# PROBLEM DESCRIPTION:
Copy the lines below word for word, from the start of the records through the line containing "# paths use fill-rule evenodd".
─── SUPPLIED DATA ───
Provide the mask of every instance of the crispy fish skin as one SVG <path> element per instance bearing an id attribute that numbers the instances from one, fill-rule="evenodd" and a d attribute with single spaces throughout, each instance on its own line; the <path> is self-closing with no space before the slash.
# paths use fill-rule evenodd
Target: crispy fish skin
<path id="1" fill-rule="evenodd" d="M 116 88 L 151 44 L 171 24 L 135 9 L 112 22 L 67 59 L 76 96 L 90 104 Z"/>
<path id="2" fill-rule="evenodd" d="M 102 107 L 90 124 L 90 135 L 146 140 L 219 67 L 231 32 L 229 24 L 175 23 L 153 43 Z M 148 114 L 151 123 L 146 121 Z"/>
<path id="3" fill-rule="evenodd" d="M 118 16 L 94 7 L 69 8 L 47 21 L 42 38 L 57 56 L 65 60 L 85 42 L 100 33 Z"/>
───
# SOLUTION TO THIS PROBLEM:
Provide the mask of every instance of the crispy fish skin as one SVG <path> element per instance bearing an id attribute that numbers the instances from one, fill-rule="evenodd" and a d attribute with single spaces throughout, each instance on its own line; the <path> is self-closing with no space before the slash.
# paths use fill-rule evenodd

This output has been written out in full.